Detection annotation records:

================

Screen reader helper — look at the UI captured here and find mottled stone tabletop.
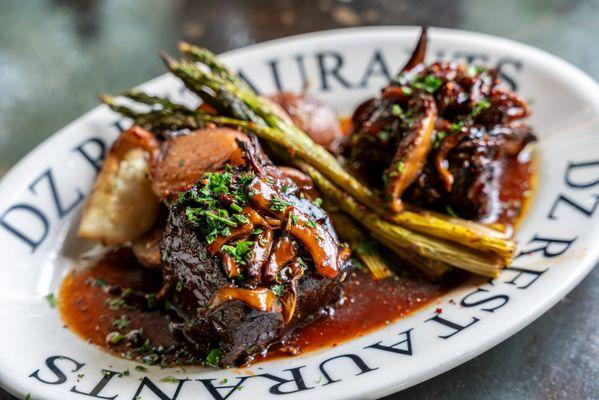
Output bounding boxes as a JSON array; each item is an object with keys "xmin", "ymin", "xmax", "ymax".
[{"xmin": 0, "ymin": 0, "xmax": 599, "ymax": 400}]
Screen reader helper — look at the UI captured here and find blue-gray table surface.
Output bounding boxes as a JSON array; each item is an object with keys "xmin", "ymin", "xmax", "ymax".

================

**What to do:** All of the records above must be copied exactly, except for the pictures.

**Solution for this exercise:**
Screen reader helper — look at the UI captured here and find mottled stone tabletop.
Output bounding boxes as a JSON array; each item is an object with keys "xmin", "ymin", "xmax", "ymax".
[{"xmin": 0, "ymin": 0, "xmax": 599, "ymax": 400}]
Screen reader helper — look at the UI captured here and find blue-gray table surface.
Output bounding boxes as a JSON array; each item is an object with keys "xmin", "ymin", "xmax", "ymax".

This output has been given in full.